◆ **Passage for review**
========

Skip to content

liftover

Convert variant coordinates between genome builds (e.g., hg19 → hg38) using UCSC chain files. Unmapped variants are written to a reject file instead of silently dropped.

Terminal window
vcfkit liftover [OPTIONS] --source <FASTA> --target <FASTA> --chain <CHAIN> [INPUT]
FlagDescription
-s, --source <FASTA>Source genome FASTA (e.g., hg19.fa)
-t, --target <FASTA>Target genome FASTA (e.g., hg38.fa)
-c, --chain <CHAIN>UCSC chain file (.chain or .chain.gz)
-o, --output <FILE>Output file (default: stdout)
-r, --reject <FILE>Write unmapped records here (default: discard)
--write-src-coordsAdd INFO/SRC_CONTIG and INFO/SRC_POS to output
--no-fix-swapped-refReject instead of reverse-complement on - strand chains
--allow-contig-mismatchSuppress contig-name mismatch error (b37 vs UCSC naming)
-q, --quietSuppress progress bar
Terminal window
# hg19 → hg38
vcfkit liftover \
-s hg19.fa -t hg38.fa \
-c hg19ToHg38.over.chain.gz \
input_hg19.vcf -o output_hg38.vcf
# Keep rejected records
vcfkit liftover \
-s hg19.fa -t hg38.fa \
-c hg19ToHg38.over.chain.gz \
-r rejects.vcf \
input.vcf > output.vcf
# Preserve original coordinates in INFO fields
vcfkit liftover \
--write-src-coords \
-s hg19.fa -t hg38.fa \
-c hg19ToHg38.over.chain.gz \
input.vcf
# b37 VCF (chr names without "chr" prefix) with UCSC chain
vcfkit liftover \
--allow-contig-mismatch \
-s b37.fa -t hg38.fa \
-c hg19ToHg38.over.chain.gz \
input_b37.vcf

Download from UCSC:

Terminal window
# hg19 → hg38
wget https://hgdownload.soe.ucsc.edu/goldenPath/hg19/liftOver/hg19ToHg38.over.chain.gz
# hg38 → hg19
wget https://hgdownload.soe.ucsc.edu/goldenPath/hg38/liftOver/hg38ToHg19.over.chain.gz
# hg38 → T2T-CHM13v2.0
wget https://hgdownload.soe.ucsc.edu/goldenPath/hg38/liftOver/hg38ToHs1.over.chain.gz

Or run vcfkit liftover --list-chains to see known URLs.

========

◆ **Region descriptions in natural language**
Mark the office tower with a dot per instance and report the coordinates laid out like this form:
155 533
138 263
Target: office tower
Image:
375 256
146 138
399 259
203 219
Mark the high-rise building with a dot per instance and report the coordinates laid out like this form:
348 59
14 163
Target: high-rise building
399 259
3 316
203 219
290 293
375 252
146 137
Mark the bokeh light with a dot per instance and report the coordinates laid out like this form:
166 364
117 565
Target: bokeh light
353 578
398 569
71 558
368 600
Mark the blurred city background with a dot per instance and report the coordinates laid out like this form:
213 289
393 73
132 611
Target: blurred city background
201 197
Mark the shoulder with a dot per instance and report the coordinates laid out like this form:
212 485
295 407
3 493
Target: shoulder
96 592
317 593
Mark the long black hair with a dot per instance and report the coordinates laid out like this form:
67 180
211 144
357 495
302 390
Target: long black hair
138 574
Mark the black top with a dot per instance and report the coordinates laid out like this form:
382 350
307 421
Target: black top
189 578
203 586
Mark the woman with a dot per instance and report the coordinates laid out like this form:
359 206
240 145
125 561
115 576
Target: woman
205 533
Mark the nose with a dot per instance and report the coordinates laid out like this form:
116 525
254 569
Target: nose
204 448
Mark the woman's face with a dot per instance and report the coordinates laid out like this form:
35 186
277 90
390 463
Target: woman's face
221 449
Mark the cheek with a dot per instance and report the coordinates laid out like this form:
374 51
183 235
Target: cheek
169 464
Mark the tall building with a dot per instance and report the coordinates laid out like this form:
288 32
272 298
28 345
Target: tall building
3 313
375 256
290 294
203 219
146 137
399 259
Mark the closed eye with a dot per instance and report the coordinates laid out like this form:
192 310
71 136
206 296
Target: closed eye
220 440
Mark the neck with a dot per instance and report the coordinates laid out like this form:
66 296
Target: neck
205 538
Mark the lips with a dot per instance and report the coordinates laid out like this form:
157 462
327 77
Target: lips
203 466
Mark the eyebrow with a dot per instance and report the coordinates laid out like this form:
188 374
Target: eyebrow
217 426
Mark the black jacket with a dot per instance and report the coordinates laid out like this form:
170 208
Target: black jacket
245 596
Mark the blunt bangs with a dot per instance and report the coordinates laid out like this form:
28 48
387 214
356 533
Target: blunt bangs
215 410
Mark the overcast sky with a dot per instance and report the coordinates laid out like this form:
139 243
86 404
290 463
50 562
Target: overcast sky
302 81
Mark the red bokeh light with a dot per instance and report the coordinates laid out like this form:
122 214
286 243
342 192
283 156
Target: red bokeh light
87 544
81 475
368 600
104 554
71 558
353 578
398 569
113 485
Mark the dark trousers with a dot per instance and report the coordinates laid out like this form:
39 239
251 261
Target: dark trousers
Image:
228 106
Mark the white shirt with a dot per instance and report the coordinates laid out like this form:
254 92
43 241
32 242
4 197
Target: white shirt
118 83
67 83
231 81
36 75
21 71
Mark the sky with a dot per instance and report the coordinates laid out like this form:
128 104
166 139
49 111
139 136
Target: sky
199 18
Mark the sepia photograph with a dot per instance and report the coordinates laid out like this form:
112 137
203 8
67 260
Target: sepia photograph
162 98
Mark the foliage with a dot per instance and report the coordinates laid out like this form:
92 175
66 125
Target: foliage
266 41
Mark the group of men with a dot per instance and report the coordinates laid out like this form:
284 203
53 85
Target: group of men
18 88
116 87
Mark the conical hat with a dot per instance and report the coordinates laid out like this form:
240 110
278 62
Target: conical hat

========

◆ **Task list**
- a) On the vcfkit liftover page, what does the --write-src-coords flag add to the output?
- b) Write the next part of the vcfkit liftover page, starting after its final line.

◆ **Task responses**
- a) It adds INFO/SRC_CONTIG and INFO/SRC_POS.

- b)
  1. Parse the UCSC chain file into an interval index by source contig.
  2. For each VCF record, look up the chain block covering POS - 1 (0-based).
  3. Apply the chain offset to compute the lifted position.
  4. If the chain block has strand -, reverse-complement REF and ALT (unless --no-fix-swapped-ref).
  5. Optionally validate the lifted REF against the target FASTA.
  6. Records with no covering chain block are written to the reject file (if set).

b37 VCFs use contig names like 1, 2, X. UCSC chain files use chr1, chr2, chrX. These will never match, causing all records to be rejected.

Pass --allow-contig-mismatch to suppress the pre-flight error and proceed (all records will be rejected). If you want them to actually map, rename contigs in your VCF first:

Terminal window
# Rename b37 → hg19 contig names
bcftools annotate --rename-chrs chr_name_conv.txt input_b37.vcf | \
vcfkit liftover -s hg19.fa -t hg38.fa -c hg19ToHg38.over.chain.gz

On 1000 Genomes chr22 (1.1M records): ~164,000 records/second. No bcftools comparison available — the bcftools +liftover plugin requires manual compilation and was not available in the benchmark environment.